## SELECTED EXCERPT
# struggling in Cairo



## livingincairo12 (Mar 26, 2012)

Hi there,

I have been living in Cairo for 2 years now and seem to have hit a bit of a rough patch. Most of the friends I have made here have left and because of my work schedule it is difficult for me to do activities at night when others are available (and I am struggling to motivate myself to "get out there" on my own and meet new people). 

I seem to be stuck in a bit of a rut and it is putting a lot of pressure on my relationship (I am here with my partner who works for an NGO) and making me quite miserable.

I am normally quite a positive, active and independent person and really don't like the effect it is having on me. 

I have also (like many other women) had some pretty rough experiences with sexual harassment and think that this may also be effecting my confidence. 

I was wondering if there is anyone out there who has been through a similar thing and who has any advice or words of wisdom...? I would really appreciate any advice and assistance.

Thank you.


----------



## aykalam (Apr 12, 2010)

Hi and welcome to the forum.

I have been here for almost 3 years now, the first two were absolute hell. I was homesick, depressed, just wanted to leave. I was not working although I did have some really good friends that helped let the steam off. 

You say that you are working so maybe you could socialise with people from work who will have the same schedule as your own? Where in Cairo are you working/living? Some areas are popular with expats, maybe you could try and meet new people at the weekend?

## RECORDS TO PROCESS
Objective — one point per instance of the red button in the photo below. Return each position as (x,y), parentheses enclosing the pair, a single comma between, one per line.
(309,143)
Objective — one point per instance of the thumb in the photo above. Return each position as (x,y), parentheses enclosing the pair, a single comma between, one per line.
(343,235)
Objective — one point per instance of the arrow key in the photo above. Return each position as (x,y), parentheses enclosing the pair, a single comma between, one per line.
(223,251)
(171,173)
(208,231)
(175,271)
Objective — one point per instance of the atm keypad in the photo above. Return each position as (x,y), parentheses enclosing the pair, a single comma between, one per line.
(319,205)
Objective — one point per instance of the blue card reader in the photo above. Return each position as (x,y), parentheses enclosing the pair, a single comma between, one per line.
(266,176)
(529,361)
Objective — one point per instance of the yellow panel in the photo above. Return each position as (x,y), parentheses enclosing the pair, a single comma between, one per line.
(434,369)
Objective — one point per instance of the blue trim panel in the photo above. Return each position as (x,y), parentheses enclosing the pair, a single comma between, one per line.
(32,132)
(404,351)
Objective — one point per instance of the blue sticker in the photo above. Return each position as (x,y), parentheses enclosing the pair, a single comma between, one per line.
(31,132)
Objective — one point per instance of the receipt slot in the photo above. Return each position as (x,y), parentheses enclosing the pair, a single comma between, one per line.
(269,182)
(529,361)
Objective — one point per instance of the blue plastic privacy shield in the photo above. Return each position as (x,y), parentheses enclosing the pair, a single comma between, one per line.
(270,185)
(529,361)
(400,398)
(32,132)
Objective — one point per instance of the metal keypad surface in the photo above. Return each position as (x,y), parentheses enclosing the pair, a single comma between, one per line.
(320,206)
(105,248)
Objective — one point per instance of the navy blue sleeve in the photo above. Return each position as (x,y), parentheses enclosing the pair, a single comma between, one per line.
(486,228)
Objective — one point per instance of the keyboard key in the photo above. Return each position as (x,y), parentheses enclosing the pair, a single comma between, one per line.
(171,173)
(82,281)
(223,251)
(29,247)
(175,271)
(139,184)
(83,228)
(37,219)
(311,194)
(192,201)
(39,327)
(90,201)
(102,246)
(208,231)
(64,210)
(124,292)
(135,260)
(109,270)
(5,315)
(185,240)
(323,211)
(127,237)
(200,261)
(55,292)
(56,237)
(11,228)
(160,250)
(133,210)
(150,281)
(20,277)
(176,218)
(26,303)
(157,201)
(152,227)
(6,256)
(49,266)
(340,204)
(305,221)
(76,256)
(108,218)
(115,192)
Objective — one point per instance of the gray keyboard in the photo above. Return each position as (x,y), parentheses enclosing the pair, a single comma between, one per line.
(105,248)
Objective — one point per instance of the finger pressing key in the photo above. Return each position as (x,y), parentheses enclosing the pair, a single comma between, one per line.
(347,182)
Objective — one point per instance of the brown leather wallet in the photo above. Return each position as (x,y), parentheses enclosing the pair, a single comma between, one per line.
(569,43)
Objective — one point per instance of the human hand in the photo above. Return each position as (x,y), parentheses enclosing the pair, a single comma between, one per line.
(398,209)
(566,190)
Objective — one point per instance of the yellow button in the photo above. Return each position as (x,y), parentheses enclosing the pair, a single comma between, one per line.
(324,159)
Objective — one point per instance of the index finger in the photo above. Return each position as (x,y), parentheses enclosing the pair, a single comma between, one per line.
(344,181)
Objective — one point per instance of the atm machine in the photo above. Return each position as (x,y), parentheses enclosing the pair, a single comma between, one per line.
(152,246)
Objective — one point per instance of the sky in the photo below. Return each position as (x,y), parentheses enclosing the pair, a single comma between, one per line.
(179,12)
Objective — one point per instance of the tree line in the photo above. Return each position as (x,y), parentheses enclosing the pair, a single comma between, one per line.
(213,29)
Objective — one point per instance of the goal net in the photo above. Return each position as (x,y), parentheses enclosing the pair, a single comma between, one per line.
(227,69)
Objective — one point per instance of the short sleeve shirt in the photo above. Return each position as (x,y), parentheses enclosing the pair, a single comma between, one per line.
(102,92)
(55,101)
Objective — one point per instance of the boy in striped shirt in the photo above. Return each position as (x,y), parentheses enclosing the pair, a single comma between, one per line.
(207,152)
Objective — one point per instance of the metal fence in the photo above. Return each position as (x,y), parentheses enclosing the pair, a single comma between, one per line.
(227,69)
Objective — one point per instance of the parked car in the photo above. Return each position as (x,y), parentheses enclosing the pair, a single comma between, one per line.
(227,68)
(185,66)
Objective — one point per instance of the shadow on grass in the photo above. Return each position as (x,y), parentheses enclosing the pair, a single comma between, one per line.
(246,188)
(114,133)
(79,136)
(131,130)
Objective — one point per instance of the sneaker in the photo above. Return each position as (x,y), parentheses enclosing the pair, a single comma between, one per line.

## INSTRUCTION A
Rename "Objective" to "Goal" in the entries from the line with "Objective — one point per instance of the tree" up to and including the final line of the entries. Return only those lines, with everything else unchanged.
## INSTRUCTION B
Write what comes next in the forum thread about struggling to settle into life in Cairo, starting right after its last sentence.

## FINAL ANSWER A
Goal — one point per instance of the tree line in the photo above. Return each position as (x,y), parentheses enclosing the pair, a single comma between, one per line.
(213,29)
Goal — one point per instance of the goal net in the photo above. Return each position as (x,y), parentheses enclosing the pair, a single comma between, one per line.
(227,69)
Goal — one point per instance of the short sleeve shirt in the photo above. Return each position as (x,y), parentheses enclosing the pair, a single comma between, one per line.
(102,92)
(55,101)
Goal — one point per instance of the boy in striped shirt in the photo above. Return each position as (x,y), parentheses enclosing the pair, a single comma between, one per line.
(207,152)
Goal — one point per instance of the metal fence in the photo above. Return each position as (x,y), parentheses enclosing the pair, a single comma between, one per line.
(227,69)
Goal — one point per instance of the parked car in the photo above. Return each position as (x,y), parentheses enclosing the pair, a single comma between, one per line.
(227,68)
(185,66)
Goal — one point per instance of the shadow on grass in the photo above. Return each position as (x,y), parentheses enclosing the pair, a single comma between, one per line.
(246,188)
(114,133)
(79,136)
(131,130)
Goal — one point per instance of the sneaker in the photo above. Return each position as (x,y), parentheses enclosing the pair, a single comma between, one per line.

## FINAL ANSWER B
How long are you here for?


----------



## MaidenScotland (Jun 6, 2009)

There is a quiz at the BCA Maadi tomorrow evening you might like to turn up there and join a team. Lots of your fellow countrymen take part. Take id with you .


----------



## Whitedesert (Oct 9, 2011)

livingincairo12 said:


> Hi there,
> 
> I have been living in Cairo for 2 years now and seem to have hit a bit of a rough patch. Most of the friends I have made here have left and because of my work schedule it is difficult for me to do activities at night when others are available (and I am struggling to motivate myself to "get out there" on my own and meet new people).
> 
> ...


 I think you need to talk to somebody...not sure you can mail me privately, but if you can, I could put you in touch with somebody. The struggle you have to motivate yourself to go out there is not good, there are underlying reasons for that...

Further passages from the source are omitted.